### About this exercise
Look below for the line that contains "TARGET = chapel steeple", then copy it and each following line exactly, through and including the line that contains "TARGET = house roof".

++++

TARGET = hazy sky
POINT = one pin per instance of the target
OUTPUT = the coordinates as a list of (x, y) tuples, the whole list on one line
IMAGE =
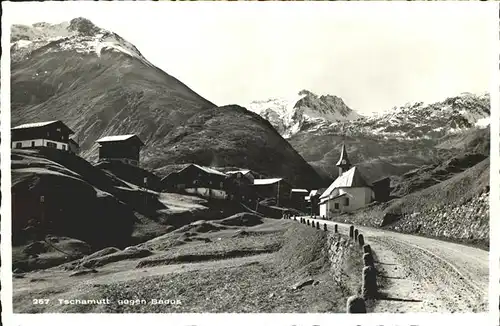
[(373, 55)]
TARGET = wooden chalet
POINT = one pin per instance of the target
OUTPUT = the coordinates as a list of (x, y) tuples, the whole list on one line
[(51, 134), (123, 148)]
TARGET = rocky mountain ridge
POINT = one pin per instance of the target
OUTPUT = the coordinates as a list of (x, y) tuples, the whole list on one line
[(99, 84)]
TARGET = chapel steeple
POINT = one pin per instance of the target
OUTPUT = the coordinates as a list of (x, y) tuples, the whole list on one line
[(344, 164)]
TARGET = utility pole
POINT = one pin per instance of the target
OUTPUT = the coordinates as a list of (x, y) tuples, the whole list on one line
[(278, 197)]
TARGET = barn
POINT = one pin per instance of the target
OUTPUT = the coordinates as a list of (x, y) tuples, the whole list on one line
[(52, 134), (122, 148), (298, 198), (276, 188), (350, 191), (197, 180)]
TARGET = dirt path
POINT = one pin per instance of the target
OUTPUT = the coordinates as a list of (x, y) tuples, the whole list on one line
[(419, 274)]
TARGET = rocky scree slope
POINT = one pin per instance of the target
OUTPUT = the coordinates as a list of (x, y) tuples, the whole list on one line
[(99, 84)]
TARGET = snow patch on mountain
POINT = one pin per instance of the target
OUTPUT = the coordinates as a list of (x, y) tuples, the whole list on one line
[(79, 35)]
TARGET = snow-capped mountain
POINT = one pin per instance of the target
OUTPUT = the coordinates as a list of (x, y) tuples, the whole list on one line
[(79, 35), (301, 111)]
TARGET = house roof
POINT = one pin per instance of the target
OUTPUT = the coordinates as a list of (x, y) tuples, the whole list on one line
[(350, 178), (205, 169), (260, 182), (239, 171), (41, 124), (118, 138)]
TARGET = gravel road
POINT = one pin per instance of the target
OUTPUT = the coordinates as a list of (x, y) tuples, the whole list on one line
[(418, 274)]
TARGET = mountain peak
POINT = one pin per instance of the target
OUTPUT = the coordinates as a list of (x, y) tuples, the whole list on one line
[(300, 112), (83, 26)]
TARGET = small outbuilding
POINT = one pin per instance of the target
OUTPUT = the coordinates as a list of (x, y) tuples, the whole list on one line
[(51, 134), (123, 148)]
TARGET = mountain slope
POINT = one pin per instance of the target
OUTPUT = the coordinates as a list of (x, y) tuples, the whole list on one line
[(291, 115), (401, 139), (99, 84)]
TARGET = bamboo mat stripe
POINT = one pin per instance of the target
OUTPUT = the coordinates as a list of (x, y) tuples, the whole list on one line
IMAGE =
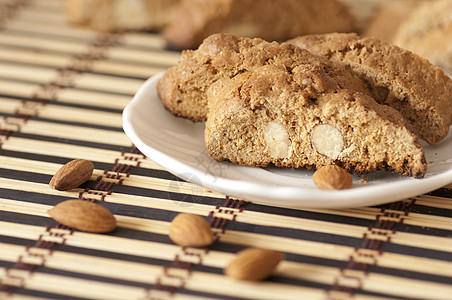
[(62, 92)]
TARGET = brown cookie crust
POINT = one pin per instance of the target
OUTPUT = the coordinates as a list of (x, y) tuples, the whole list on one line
[(375, 137), (183, 88), (420, 91), (194, 20)]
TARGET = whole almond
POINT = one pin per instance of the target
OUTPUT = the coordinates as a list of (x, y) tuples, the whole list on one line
[(72, 174), (253, 264), (83, 215), (189, 230), (332, 178)]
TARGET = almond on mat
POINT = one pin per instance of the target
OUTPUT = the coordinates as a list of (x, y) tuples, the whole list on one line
[(189, 230), (253, 264), (83, 215), (72, 174)]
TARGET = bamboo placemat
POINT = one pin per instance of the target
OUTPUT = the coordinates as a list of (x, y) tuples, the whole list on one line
[(62, 91)]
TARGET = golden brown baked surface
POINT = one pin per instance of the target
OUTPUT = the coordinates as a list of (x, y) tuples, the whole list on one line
[(420, 91), (183, 88), (383, 24), (427, 31), (194, 20), (298, 118)]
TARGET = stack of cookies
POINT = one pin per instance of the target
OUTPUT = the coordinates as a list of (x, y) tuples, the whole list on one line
[(313, 101), (421, 26), (186, 23)]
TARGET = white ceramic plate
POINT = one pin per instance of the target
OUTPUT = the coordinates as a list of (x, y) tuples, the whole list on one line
[(177, 145)]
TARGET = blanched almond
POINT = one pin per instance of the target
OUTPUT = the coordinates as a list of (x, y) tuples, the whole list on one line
[(83, 215), (72, 175), (253, 264), (189, 230)]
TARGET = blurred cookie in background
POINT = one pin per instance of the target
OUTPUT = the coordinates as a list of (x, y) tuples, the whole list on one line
[(387, 18), (120, 15), (194, 20), (427, 31)]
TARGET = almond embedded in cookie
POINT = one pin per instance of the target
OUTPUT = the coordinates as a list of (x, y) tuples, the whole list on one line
[(420, 91), (324, 126)]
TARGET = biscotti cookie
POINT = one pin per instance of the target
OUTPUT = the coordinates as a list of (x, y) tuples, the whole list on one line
[(120, 15), (420, 91), (194, 20), (388, 17), (183, 88), (291, 119), (428, 32)]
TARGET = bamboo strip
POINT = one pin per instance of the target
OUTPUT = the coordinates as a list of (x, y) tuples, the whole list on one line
[(124, 69), (146, 273), (18, 89), (98, 99), (22, 72), (164, 58), (250, 217), (82, 288), (434, 201), (133, 180), (30, 57), (76, 133), (86, 80), (65, 31), (140, 39), (81, 115), (41, 43), (68, 151), (4, 295), (48, 5), (8, 106), (216, 284), (42, 16), (407, 288), (70, 114), (67, 95), (108, 83), (391, 260)]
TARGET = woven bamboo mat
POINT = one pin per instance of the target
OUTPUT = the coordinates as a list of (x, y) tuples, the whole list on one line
[(62, 92)]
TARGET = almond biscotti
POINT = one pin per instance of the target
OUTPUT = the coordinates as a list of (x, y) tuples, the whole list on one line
[(183, 88), (421, 92), (293, 119), (194, 20), (427, 31)]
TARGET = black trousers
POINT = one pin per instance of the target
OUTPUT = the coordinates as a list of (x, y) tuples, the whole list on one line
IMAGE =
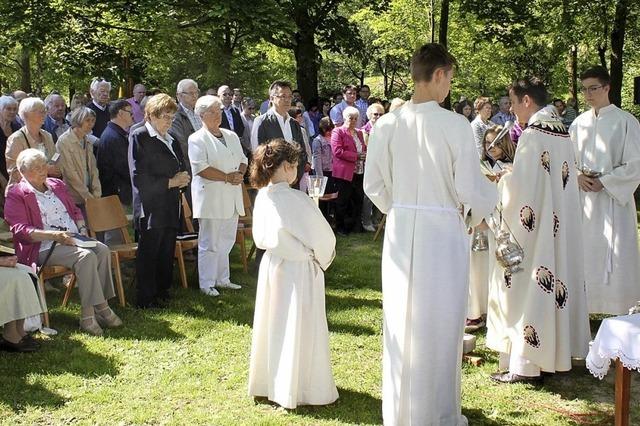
[(154, 264), (349, 204)]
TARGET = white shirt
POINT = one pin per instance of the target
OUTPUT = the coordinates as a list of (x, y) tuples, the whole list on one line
[(195, 121), (100, 107), (53, 213), (227, 112), (168, 140)]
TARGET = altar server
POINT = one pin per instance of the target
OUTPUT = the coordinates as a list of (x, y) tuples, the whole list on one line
[(290, 361), (537, 317), (423, 172), (607, 144)]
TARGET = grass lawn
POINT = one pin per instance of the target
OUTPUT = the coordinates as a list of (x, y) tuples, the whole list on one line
[(188, 364)]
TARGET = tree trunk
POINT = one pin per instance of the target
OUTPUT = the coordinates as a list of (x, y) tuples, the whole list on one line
[(617, 46), (306, 54), (25, 65), (442, 38), (573, 67)]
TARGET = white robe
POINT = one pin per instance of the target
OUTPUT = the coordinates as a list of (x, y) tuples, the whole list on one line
[(610, 143), (540, 312), (290, 359), (422, 167)]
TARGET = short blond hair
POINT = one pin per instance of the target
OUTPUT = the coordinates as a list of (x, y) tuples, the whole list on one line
[(159, 104)]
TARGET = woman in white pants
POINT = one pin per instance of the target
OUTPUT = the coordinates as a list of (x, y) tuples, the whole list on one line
[(218, 165)]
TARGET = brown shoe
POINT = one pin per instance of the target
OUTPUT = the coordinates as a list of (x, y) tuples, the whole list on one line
[(92, 328), (107, 318)]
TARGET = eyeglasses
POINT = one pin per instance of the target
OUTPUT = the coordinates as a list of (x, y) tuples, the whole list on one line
[(590, 89)]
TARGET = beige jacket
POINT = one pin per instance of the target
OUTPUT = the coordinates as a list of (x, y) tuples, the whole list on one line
[(78, 166), (18, 142)]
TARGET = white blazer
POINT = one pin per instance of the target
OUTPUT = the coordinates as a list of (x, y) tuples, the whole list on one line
[(215, 199)]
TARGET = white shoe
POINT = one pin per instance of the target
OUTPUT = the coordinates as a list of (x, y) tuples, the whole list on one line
[(231, 286), (369, 228), (211, 291)]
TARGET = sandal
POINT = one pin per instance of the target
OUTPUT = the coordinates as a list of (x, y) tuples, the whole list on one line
[(92, 328), (107, 318)]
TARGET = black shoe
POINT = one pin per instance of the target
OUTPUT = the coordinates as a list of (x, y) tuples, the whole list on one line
[(515, 378), (23, 345)]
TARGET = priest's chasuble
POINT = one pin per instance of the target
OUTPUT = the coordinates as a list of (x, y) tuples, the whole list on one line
[(540, 313), (422, 169), (609, 143)]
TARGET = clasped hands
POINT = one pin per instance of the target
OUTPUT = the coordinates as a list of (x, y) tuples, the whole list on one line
[(588, 184), (179, 180)]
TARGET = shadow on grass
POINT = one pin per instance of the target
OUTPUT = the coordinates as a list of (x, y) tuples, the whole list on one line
[(138, 324), (352, 407), (57, 357), (355, 330), (476, 417)]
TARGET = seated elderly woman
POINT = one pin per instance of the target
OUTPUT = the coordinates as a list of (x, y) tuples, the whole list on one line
[(40, 211), (18, 300), (32, 112), (77, 162), (218, 166)]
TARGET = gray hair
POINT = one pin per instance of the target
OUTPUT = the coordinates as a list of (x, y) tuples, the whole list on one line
[(373, 108), (50, 98), (223, 89), (205, 103), (80, 114), (6, 101), (28, 158), (30, 105), (349, 111), (248, 102), (184, 84), (96, 83)]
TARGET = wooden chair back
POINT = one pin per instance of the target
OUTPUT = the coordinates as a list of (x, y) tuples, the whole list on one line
[(106, 214)]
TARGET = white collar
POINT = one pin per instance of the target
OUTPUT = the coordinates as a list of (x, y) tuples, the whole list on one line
[(154, 133)]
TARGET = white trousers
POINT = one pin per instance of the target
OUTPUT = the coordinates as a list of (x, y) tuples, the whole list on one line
[(216, 238), (518, 365)]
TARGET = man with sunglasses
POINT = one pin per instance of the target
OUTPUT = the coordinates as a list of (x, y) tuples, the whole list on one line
[(607, 144)]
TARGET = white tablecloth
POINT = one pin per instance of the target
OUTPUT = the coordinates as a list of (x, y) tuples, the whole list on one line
[(618, 337)]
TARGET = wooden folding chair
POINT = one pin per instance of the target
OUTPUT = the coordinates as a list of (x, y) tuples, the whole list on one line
[(50, 272), (245, 229), (106, 214), (183, 244)]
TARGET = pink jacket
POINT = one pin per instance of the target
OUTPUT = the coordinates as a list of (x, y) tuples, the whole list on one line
[(21, 211), (344, 152)]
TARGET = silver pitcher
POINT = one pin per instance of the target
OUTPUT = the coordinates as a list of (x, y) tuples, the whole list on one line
[(508, 253), (480, 241)]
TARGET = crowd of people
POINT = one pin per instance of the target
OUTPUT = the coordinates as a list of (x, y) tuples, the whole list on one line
[(521, 172)]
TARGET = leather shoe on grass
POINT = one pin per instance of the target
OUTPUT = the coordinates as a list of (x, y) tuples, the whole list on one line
[(24, 345), (230, 286), (516, 378)]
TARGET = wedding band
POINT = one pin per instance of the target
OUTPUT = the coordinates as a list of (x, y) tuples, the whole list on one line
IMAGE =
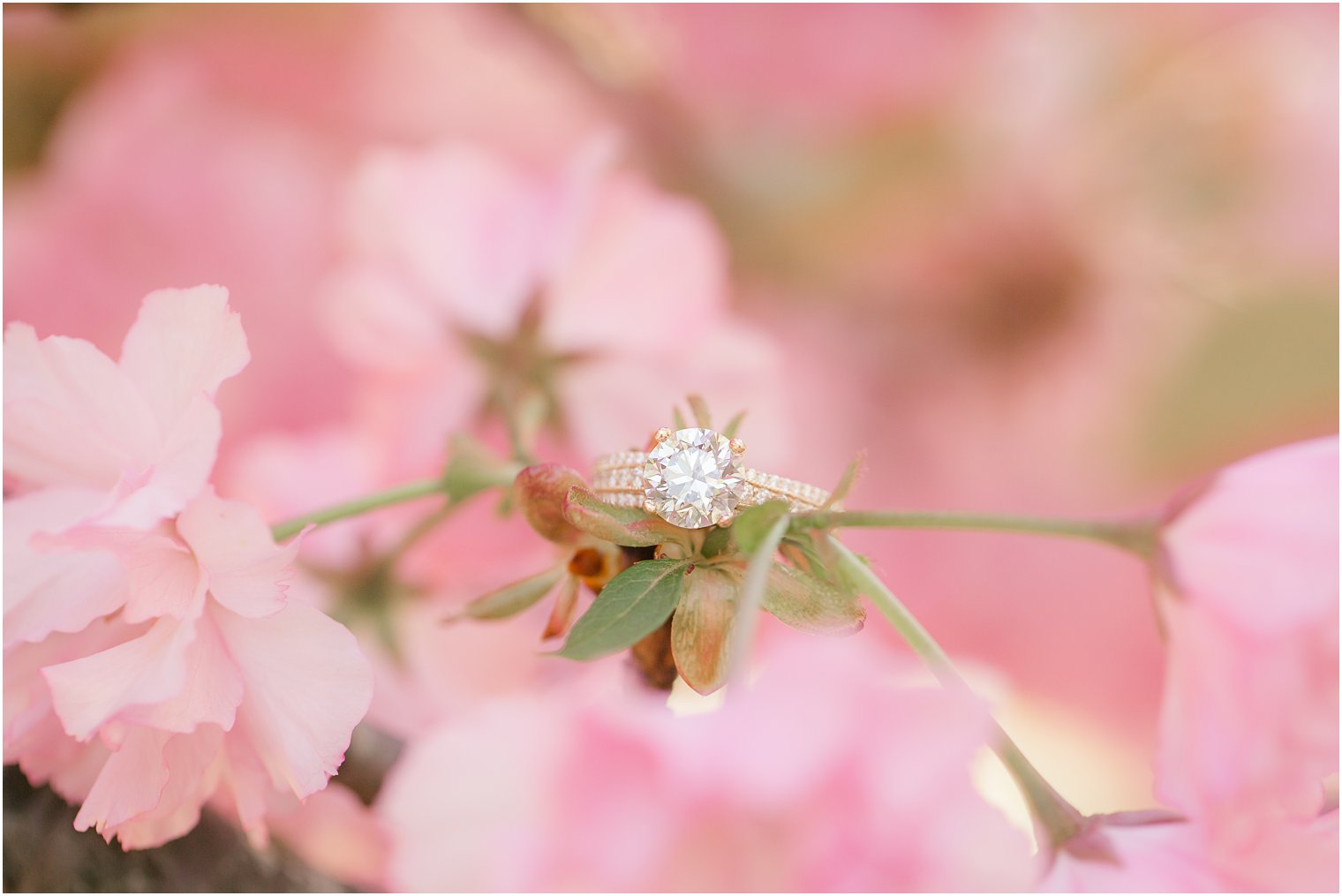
[(693, 479)]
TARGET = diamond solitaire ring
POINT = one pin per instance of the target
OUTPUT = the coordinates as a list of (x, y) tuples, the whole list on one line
[(693, 478)]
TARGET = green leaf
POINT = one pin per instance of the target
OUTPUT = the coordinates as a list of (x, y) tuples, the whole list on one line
[(510, 599), (717, 541), (701, 629), (624, 526), (730, 433), (755, 522), (810, 606), (471, 470), (849, 477), (634, 604), (699, 408)]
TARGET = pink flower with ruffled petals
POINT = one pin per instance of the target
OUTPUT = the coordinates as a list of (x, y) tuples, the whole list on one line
[(560, 293), (152, 656), (139, 433), (823, 777), (1249, 719)]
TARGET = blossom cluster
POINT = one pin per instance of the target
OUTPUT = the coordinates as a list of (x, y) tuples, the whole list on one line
[(477, 250), (154, 660)]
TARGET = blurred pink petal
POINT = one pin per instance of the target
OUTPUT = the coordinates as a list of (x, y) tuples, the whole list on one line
[(1174, 856), (142, 433), (464, 229), (192, 766), (456, 242), (49, 589), (147, 669), (338, 836), (232, 544), (185, 345), (794, 785), (1249, 722), (307, 686)]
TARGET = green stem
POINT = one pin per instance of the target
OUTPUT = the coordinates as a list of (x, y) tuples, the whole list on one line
[(399, 495), (1135, 536), (1059, 820), (750, 597)]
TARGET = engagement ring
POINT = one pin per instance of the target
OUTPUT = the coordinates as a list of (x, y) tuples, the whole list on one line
[(693, 478)]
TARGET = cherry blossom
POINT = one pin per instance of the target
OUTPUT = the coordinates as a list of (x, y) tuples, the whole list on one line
[(1249, 604), (1132, 854), (796, 785), (516, 286), (154, 659)]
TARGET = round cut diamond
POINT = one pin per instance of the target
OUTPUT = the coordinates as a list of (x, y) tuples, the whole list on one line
[(691, 479)]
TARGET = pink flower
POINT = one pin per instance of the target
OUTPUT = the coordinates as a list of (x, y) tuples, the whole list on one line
[(139, 433), (823, 777), (1153, 856), (152, 656), (585, 298), (1249, 719)]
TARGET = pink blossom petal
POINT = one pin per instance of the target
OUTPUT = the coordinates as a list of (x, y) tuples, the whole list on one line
[(338, 836), (181, 346), (159, 575), (464, 227), (72, 418), (89, 691), (1249, 718), (1262, 542), (211, 696), (193, 762), (232, 544), (54, 591), (131, 782), (307, 686), (637, 242), (380, 320), (178, 471)]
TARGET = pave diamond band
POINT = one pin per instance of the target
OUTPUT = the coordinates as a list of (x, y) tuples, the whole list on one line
[(691, 478)]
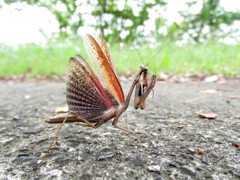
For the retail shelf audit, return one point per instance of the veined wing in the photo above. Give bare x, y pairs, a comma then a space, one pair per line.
104, 69
85, 94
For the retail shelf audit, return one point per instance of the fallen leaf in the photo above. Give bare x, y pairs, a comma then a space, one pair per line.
234, 97
200, 152
236, 145
211, 78
237, 116
182, 126
208, 91
90, 171
62, 109
208, 115
222, 82
27, 97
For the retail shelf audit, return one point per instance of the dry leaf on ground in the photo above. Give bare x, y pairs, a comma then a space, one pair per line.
234, 97
208, 115
208, 91
62, 109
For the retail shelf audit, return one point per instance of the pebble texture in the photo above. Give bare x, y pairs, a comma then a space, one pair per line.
177, 141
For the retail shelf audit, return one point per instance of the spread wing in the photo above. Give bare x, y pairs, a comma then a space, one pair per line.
104, 68
85, 94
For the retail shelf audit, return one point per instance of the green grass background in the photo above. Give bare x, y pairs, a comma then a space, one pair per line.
52, 59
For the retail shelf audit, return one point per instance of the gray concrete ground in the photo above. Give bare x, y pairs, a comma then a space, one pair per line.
170, 129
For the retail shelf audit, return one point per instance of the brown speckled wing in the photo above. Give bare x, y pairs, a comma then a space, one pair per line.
85, 94
102, 63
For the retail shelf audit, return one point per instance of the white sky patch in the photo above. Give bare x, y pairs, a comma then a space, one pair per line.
19, 27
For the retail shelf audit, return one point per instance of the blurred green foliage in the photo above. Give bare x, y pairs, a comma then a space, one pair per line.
125, 20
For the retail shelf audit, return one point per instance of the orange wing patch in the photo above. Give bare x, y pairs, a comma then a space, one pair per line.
104, 69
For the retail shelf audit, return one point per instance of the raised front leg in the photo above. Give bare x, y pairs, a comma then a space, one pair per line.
143, 94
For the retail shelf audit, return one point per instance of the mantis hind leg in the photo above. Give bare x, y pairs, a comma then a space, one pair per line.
73, 113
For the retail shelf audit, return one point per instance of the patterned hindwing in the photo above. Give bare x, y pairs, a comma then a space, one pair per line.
85, 95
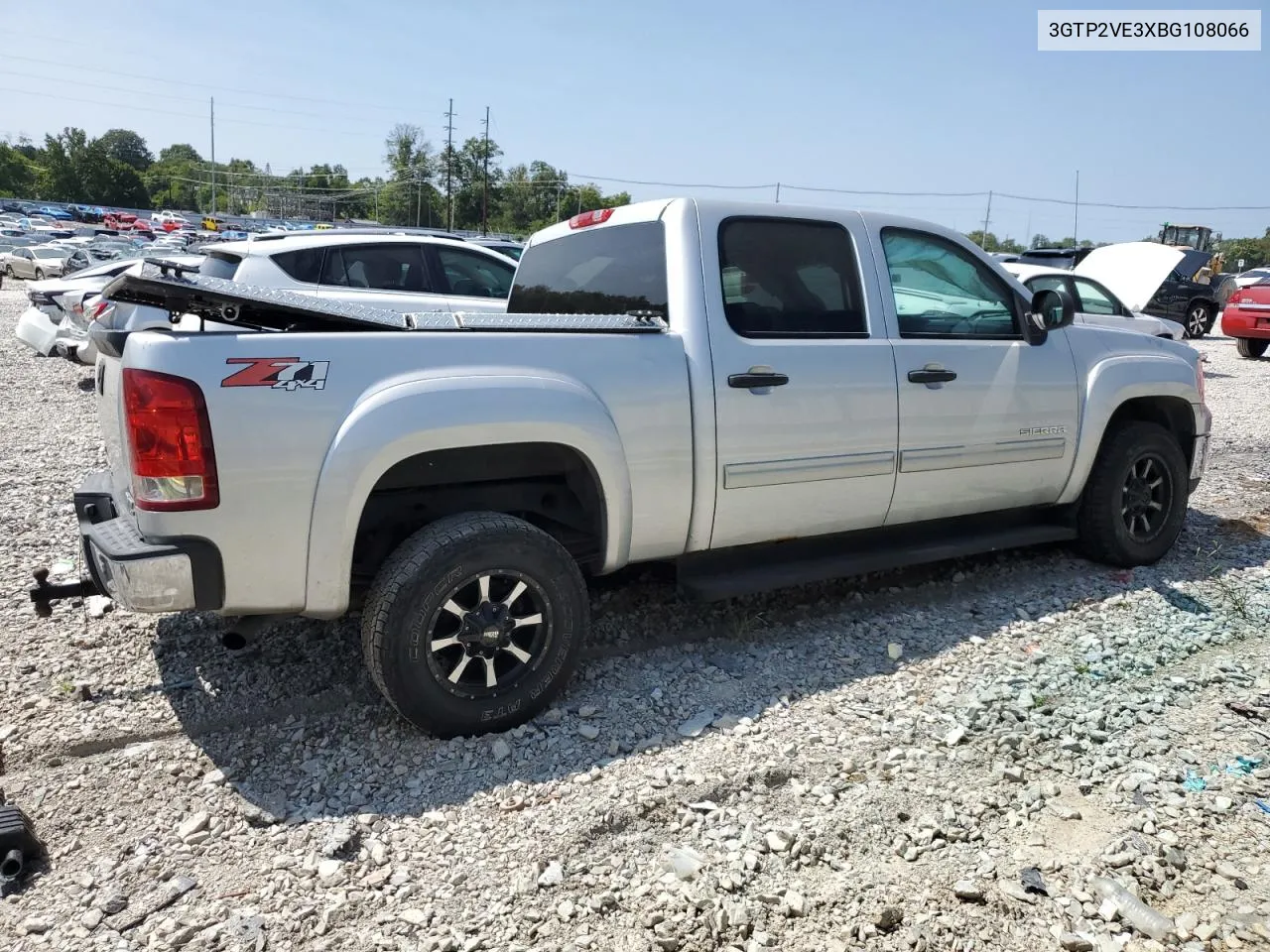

++++

### Reply
TARGET = chapel steeple
POINT = one pin per instance of the target
OUTPUT = the coordinates as a list of (x, y) tuples, the whole list on one line
[(344, 164)]
TARGET = utility pole
POINT = one pin per instance of the target
OUTPUT = the coordinates as a list of (x, y) tuples, the whole list on one line
[(278, 197)]
TARGET = barn
POINT = one pin per instance of the target
OUTPUT = the coordinates as a list of (x, y) tuples, the whole list on one line
[(52, 134), (122, 148), (298, 198), (276, 188), (350, 191), (197, 180)]
TARGET = dirt path
POINT = one pin per instance of the target
OUTPUT = the coordinates as a list of (x, y) tuples, the whole list on one line
[(419, 274)]
TARGET = rocky scree slope
POINT = one pin per instance of the target
OUTPUT = the coordinates as a list of (x, y) tuples, the whole list on one line
[(99, 84)]
TARGET = snow patch on mountain
POINT = one pin per instance of the target
OUTPUT = the coordinates as a list of (x, y) tuples, the whole list on one line
[(79, 35)]
TARGET = snow-capped mountain
POINT = one pin per instance of the target
OUTPUT = the coordinates as a list of (x, y) tuples, the whole list on one line
[(79, 35), (301, 111)]
TARGET = house roof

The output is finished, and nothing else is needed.